> _Requirement_
Where in the entries below does "instance" appear? Copy every line that has it.

> _Input data_
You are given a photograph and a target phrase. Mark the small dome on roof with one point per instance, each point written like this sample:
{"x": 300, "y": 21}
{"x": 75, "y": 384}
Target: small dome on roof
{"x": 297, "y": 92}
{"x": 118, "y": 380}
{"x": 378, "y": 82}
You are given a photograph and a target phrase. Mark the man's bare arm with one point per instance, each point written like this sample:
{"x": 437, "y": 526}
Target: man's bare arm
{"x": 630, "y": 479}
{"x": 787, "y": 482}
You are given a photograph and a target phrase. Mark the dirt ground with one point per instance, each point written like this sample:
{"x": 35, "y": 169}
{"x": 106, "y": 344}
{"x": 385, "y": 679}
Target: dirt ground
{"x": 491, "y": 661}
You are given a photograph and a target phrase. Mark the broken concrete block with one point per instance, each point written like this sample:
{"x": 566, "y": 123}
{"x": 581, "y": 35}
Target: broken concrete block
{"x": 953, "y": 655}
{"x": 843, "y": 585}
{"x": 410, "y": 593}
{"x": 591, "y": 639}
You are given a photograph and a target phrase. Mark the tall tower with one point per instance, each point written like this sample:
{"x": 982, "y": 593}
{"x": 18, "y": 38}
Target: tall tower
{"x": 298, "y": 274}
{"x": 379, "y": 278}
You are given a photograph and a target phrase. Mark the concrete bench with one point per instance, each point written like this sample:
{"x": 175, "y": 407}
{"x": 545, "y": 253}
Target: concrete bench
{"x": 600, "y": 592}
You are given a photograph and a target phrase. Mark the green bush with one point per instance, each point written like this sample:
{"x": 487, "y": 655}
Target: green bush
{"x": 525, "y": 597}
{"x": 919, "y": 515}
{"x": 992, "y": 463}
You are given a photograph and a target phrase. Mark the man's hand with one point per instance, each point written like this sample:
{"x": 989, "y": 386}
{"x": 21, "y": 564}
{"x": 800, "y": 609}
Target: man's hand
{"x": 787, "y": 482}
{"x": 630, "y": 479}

> _Your response_
You are given a photograph and a target phrase. Mark the small dome on roof with one point per instance, each point written like this sample:
You are given a photograph and a target phrase. Mark the man's bare arm with one point per instance, each point written like this sample:
You are given a photograph and a target phrase. Mark the dirt ground with one point per instance, each point written like this sample:
You are given a photograph and a target phrase. Mark the broken concrete block with one point per instance, each point written like this sample:
You are given a photograph and a target phrase. Mark the tall tower with one point per instance, each point written like this sample:
You are given a photograph and a target phrase. Mark the concrete bench with one point per instance, each point written like this sample:
You are given a photograph and a target phrase. Mark the green bush with one point per instance, each point written like this sample:
You are given a photograph and a target phrase. Mark the man's hand with one point per instance, each point written like this sample:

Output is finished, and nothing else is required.